◆ **Work instructions**
Return every line of the data that contains the string "house".

--- Exercise data Enclosed Below ---

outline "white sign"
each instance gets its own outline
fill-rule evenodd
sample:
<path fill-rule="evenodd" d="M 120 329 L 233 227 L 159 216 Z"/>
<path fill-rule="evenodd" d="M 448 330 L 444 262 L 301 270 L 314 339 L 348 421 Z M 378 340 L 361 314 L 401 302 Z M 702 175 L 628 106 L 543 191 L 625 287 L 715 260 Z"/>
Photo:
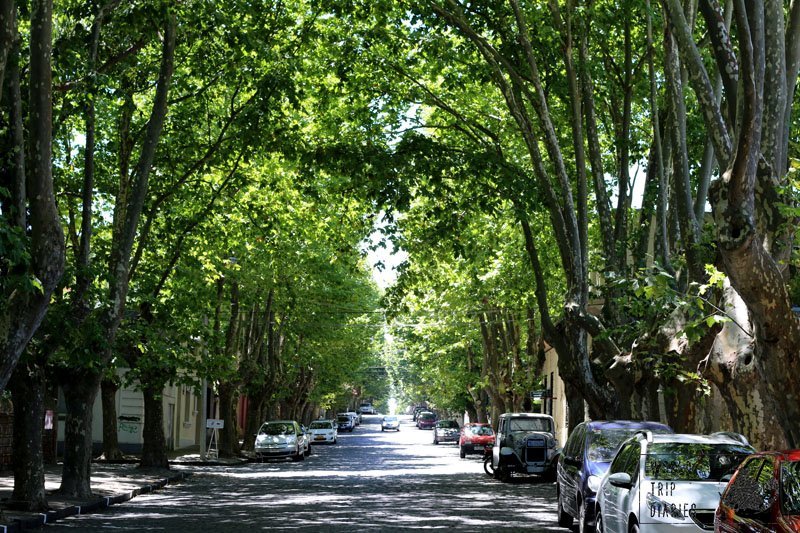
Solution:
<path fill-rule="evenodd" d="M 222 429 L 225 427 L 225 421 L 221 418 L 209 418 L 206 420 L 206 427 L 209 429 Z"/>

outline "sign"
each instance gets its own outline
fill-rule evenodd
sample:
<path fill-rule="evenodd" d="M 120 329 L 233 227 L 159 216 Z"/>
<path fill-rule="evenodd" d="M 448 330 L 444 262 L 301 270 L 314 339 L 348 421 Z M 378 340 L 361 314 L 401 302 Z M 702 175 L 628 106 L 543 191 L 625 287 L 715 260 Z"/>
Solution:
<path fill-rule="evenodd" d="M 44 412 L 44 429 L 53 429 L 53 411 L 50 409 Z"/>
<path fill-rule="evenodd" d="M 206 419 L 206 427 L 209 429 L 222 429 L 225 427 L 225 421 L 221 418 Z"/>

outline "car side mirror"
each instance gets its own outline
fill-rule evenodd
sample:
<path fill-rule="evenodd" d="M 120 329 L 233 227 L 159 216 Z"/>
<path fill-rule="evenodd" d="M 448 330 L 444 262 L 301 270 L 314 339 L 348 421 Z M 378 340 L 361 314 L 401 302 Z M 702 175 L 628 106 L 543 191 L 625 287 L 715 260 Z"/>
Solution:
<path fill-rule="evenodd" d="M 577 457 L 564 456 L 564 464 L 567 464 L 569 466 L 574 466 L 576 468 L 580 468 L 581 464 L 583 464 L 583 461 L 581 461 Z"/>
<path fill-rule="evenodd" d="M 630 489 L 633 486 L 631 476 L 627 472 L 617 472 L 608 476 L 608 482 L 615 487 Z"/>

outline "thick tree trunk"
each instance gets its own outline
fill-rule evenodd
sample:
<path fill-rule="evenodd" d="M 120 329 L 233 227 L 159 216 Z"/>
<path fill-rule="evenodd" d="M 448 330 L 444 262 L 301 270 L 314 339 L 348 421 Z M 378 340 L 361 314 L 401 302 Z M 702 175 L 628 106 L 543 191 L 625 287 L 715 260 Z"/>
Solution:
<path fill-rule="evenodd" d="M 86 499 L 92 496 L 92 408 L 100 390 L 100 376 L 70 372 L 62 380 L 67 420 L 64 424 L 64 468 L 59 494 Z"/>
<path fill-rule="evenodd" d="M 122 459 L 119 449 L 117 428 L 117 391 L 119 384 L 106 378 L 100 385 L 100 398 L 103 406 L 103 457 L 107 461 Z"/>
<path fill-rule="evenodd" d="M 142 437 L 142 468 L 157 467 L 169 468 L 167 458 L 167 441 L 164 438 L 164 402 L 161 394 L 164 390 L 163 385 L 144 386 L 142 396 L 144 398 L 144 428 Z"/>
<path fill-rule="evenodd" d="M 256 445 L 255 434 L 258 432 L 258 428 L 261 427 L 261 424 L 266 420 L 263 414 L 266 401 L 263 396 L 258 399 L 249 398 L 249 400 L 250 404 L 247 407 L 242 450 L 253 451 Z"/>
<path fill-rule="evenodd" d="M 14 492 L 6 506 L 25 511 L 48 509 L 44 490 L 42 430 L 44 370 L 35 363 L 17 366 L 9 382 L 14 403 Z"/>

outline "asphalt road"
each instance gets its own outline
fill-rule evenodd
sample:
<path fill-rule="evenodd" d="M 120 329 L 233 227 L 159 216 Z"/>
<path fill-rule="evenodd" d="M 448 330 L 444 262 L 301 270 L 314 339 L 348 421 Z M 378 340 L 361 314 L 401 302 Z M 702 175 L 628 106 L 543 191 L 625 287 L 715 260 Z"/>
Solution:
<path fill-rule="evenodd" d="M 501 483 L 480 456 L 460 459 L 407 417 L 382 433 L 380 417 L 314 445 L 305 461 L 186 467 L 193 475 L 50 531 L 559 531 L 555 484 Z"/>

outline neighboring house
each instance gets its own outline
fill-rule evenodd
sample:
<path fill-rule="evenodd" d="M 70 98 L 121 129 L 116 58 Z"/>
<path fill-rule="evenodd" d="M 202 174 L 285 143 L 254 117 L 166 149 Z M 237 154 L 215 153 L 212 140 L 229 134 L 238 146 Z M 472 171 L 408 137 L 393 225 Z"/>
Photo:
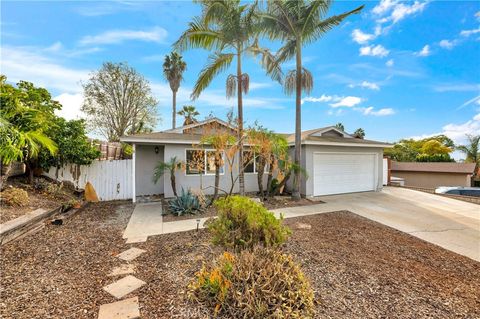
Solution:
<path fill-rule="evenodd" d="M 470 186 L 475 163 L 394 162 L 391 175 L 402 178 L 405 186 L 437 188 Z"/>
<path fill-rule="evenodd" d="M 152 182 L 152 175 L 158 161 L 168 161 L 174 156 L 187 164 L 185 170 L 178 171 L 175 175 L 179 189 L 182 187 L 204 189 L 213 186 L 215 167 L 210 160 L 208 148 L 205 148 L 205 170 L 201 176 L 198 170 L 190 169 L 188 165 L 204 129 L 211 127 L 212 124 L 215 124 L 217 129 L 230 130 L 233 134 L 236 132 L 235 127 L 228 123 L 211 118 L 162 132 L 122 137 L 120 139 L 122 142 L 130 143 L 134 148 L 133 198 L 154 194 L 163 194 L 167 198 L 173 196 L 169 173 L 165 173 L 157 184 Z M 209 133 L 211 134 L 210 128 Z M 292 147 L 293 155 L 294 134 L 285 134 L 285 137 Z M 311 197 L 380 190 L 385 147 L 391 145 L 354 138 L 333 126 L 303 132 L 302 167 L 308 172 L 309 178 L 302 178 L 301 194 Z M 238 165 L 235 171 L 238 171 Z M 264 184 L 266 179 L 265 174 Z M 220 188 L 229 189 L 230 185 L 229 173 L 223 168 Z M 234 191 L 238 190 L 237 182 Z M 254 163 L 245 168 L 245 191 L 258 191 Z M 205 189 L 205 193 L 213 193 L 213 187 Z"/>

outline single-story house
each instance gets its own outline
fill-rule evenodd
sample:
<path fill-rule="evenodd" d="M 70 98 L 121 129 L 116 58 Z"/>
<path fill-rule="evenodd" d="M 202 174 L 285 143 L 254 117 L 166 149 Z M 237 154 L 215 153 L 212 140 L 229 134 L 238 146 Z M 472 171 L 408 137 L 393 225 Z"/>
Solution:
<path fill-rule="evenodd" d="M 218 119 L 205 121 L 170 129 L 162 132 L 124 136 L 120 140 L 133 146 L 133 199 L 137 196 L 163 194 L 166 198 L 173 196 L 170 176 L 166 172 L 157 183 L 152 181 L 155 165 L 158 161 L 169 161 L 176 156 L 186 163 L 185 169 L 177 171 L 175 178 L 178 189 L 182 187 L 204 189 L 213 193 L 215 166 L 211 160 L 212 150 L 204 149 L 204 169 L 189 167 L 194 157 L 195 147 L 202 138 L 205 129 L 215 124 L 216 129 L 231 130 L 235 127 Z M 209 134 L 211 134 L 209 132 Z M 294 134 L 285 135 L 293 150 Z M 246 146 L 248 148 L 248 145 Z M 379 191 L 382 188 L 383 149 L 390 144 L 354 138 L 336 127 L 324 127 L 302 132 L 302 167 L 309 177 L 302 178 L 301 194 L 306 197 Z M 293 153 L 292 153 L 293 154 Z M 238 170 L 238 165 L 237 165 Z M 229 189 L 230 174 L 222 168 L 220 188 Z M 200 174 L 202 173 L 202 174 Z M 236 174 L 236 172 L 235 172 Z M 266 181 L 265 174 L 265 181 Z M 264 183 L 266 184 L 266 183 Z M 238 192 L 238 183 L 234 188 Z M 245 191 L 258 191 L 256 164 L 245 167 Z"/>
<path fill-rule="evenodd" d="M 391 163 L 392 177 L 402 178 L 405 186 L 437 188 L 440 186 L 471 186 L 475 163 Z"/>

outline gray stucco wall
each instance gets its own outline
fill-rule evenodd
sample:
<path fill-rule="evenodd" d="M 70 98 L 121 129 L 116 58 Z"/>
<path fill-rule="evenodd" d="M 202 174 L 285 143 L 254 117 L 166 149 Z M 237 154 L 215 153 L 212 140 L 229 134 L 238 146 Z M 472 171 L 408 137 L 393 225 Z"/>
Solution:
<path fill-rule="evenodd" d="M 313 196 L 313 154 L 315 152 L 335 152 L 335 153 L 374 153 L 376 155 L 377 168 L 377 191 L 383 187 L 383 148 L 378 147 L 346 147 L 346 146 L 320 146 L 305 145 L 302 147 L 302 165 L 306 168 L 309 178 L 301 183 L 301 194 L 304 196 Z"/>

--- End of Enclosed Exercise data ---

◆ **Answer box**
outline neighboring house
outline single-story house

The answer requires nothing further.